GIVEN EXERCISE: Copy the rows below again, requests included, from the line that has "Please annotate the side window" through the end of the rows. Add 102 to every bounding box coordinate in the answers, leaving the requests and their format samples unchanged.

WORKING DATA:
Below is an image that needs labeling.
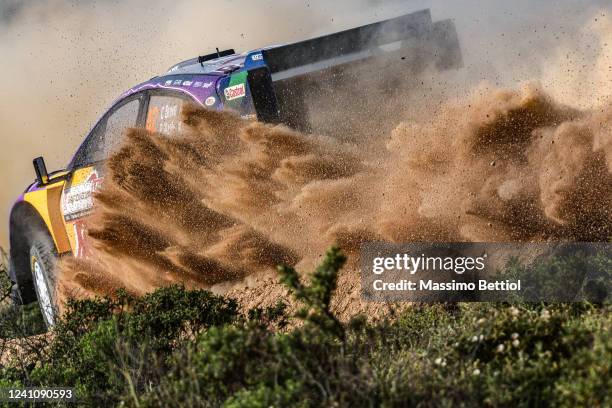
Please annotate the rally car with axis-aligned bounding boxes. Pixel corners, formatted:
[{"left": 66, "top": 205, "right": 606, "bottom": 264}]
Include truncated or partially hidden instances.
[{"left": 4, "top": 10, "right": 461, "bottom": 325}]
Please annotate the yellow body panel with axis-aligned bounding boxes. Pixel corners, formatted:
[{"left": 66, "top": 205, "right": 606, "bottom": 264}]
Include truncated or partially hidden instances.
[{"left": 23, "top": 180, "right": 72, "bottom": 254}]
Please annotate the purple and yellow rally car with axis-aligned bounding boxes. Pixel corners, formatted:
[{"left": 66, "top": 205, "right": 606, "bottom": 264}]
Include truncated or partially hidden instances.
[{"left": 9, "top": 10, "right": 461, "bottom": 325}]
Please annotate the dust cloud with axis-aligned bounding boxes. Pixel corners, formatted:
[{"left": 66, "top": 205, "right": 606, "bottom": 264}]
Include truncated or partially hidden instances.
[
  {"left": 0, "top": 0, "right": 612, "bottom": 309},
  {"left": 0, "top": 0, "right": 378, "bottom": 246},
  {"left": 60, "top": 83, "right": 612, "bottom": 312}
]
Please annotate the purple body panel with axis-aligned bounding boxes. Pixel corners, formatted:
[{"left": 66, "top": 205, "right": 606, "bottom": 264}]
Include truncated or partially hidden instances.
[{"left": 119, "top": 75, "right": 220, "bottom": 105}]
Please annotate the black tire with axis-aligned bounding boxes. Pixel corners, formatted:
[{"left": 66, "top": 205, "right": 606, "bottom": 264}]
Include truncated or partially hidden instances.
[{"left": 30, "top": 233, "right": 58, "bottom": 328}]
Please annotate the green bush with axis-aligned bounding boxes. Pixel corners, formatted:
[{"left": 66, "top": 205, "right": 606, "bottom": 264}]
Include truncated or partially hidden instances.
[{"left": 0, "top": 248, "right": 612, "bottom": 407}]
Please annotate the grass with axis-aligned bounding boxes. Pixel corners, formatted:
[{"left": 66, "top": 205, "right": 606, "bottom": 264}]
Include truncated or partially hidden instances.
[{"left": 0, "top": 249, "right": 612, "bottom": 407}]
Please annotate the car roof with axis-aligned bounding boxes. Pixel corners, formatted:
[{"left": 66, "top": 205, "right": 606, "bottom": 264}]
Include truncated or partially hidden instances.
[{"left": 163, "top": 53, "right": 248, "bottom": 76}]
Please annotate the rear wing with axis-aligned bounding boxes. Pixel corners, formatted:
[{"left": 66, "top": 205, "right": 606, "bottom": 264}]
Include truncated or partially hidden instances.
[{"left": 245, "top": 10, "right": 462, "bottom": 128}]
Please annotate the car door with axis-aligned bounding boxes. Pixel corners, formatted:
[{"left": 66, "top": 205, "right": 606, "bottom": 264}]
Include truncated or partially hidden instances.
[{"left": 61, "top": 92, "right": 147, "bottom": 257}]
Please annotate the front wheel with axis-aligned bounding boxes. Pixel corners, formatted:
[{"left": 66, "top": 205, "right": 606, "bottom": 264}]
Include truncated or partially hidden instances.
[{"left": 30, "top": 236, "right": 57, "bottom": 328}]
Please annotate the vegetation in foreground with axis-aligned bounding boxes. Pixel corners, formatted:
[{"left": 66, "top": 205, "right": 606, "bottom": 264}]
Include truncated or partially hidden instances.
[{"left": 0, "top": 249, "right": 612, "bottom": 407}]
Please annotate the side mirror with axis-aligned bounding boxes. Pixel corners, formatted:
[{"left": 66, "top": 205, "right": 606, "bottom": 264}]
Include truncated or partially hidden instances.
[{"left": 33, "top": 157, "right": 49, "bottom": 186}]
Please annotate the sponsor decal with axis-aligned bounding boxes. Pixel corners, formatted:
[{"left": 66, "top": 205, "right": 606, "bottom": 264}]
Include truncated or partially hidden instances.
[
  {"left": 62, "top": 170, "right": 103, "bottom": 221},
  {"left": 223, "top": 84, "right": 246, "bottom": 101}
]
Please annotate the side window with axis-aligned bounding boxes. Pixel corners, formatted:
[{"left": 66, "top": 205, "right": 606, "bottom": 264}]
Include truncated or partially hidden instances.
[
  {"left": 74, "top": 99, "right": 140, "bottom": 167},
  {"left": 146, "top": 94, "right": 187, "bottom": 135},
  {"left": 102, "top": 99, "right": 140, "bottom": 159}
]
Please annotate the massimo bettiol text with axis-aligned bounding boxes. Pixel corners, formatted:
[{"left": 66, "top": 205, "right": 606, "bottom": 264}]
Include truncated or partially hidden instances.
[{"left": 360, "top": 242, "right": 611, "bottom": 302}]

CORRECT RESPONSE:
Please annotate the side window with axis-aligned bounding boxes. Pixel corners, formatted:
[{"left": 66, "top": 205, "right": 606, "bottom": 264}]
Include truncated or partially hidden instances.
[
  {"left": 176, "top": 201, "right": 242, "bottom": 269},
  {"left": 248, "top": 196, "right": 289, "bottom": 237},
  {"left": 204, "top": 201, "right": 242, "bottom": 261}
]
Please annotate the massimo bettiol text with axis-aligned bounding boxes. Pixel corners, formatted:
[{"left": 66, "top": 205, "right": 606, "bottom": 264}]
Include truncated or partially hidden instances.
[{"left": 462, "top": 344, "right": 713, "bottom": 404}]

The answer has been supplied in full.